◆ Exercise instructions ◆
- 1) According to the eval suite text, what does the eval suite run the prompt suite against?
- 2) Transcribe the eval suite text word for word, between "The eval suite" and "to every PR.", inclusive.
- 3) Write the next part of the eval suite documentation, picking up after its final line.

◆ Text block ◆
━━━━

Eval suite¶

The eval suite is the live regression contract on tool-description quality. It runs the prompt suite against the local astrodynamics-mcp stdio binary, scores each one against a hybrid (trace + functional) check, and posts a pass / fail back to every PR.

For the full reference — prompt schema, scorer vocabulary, provider matrix, CI-gate authentication — see eval/README.md in the source tree.

What it catches¶

Check	Catches
`mypy` / `ruff`	Static type and lint errors.
`pytest` unit tests	Numerical correctness of the upstream-library wrappers.
`server_lint` (under `pytest`)	Static description-discipline (length, examples, common-mistake warnings).
Eval suite	Whether the LLM actually calls the right tool with the right arguments under prompt variation, and whether the response shape lets the LLM read the answer back.

━━━━

◆ Given records ◆

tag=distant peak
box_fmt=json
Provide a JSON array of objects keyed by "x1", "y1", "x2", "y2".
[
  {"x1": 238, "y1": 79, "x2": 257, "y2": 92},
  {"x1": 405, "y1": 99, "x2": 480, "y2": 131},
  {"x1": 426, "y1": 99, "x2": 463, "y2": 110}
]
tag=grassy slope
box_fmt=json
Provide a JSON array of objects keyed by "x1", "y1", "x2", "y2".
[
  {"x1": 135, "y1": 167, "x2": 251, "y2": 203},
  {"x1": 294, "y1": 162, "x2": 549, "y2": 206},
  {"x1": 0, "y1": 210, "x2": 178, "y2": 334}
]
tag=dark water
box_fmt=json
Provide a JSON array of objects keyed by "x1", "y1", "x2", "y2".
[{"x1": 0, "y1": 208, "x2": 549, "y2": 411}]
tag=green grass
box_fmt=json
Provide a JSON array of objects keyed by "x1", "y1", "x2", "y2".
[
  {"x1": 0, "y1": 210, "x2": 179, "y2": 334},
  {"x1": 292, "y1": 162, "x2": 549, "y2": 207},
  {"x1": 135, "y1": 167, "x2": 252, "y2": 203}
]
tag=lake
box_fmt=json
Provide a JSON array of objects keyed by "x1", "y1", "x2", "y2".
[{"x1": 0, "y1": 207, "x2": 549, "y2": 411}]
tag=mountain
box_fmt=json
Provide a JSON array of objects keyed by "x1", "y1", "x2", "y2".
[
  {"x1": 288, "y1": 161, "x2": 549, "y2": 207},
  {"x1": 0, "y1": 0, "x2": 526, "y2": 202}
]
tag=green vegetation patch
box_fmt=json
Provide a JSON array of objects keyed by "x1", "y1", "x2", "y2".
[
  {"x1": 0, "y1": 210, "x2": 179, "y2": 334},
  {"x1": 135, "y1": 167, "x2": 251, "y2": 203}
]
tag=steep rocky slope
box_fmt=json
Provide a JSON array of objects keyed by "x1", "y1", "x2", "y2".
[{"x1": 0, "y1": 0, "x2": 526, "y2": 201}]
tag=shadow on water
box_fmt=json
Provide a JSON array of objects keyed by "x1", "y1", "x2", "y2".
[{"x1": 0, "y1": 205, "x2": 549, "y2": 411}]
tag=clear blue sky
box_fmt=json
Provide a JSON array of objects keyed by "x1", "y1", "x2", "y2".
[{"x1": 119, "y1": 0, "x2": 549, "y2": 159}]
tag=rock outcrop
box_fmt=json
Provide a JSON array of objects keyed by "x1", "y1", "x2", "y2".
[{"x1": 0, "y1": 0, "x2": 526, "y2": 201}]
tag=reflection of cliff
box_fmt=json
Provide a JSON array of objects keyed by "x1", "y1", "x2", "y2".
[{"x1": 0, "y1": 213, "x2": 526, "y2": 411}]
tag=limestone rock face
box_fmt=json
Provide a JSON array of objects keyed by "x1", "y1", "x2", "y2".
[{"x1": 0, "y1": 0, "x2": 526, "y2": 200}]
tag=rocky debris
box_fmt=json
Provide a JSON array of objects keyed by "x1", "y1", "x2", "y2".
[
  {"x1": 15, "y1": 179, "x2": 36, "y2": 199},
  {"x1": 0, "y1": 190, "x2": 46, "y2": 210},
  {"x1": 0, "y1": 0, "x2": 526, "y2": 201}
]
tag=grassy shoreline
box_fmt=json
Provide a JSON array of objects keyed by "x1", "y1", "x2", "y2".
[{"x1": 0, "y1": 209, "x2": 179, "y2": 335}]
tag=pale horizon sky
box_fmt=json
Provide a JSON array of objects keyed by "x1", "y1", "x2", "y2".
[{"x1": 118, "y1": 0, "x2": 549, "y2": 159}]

━━━━

◆ Expected responses ◆
- 1) The local astrodynamics-mcp stdio binary.

- 2)
The eval suite is the live regression contract on tool-description quality. It runs the prompt suite against the local astrodynamics-mcp stdio binary, scores each one against a hybrid (trace + functional) check, and posts a pass / fail back to every PR.

- 3)
The four layers compose: static checks catch syntactic regressions cheaply, the eval suite catches the semantic regressions only a real model call can surface (tool-selection drift, arg-binding errors, description ambiguity).

The hybrid scorer¶

Each prompt scores 1 iff both checks pass:

Permitted-trace check. The recorded tool-call sequence matches one of the prompt's permitted_traces. Each entry constrains the tool name and a subset of its arguments — unconstrained arguments may take any value. Catches tool-selection regressions (wrong tool picked) and argument-binding regressions (right tool, wrong-shaped arg).
Functional-answer check. A set of predicates over the final tool response's JSON — equals, in_range, l2_in_range, present, case_insensitive_contains, starts_with, numeric_tolerance, others. Catches the right-tool-wrong-call and wrong-tool-right-number-by-coincidence cases the trace check cannot.

Neither check alone catches what the other catches; both must pass for the prompt to score 1. The full predicate vocabularies live in eval/_constraints.py and eval/_functional.py.

Tier structure¶

The prompts split across three tiers, each held to a floor by the coverage gate (tests/test_eval_coverage.py):

Tier	Floor	Shape
`single_tool`	≥20	Direct one-tool questions (e.g. "convert 2026-05-23T12:00:00Z from UTC to TT").
`sequential`	≥8	Chained calls (e.g. "fetch the ISS TLE, then propagate it to ...").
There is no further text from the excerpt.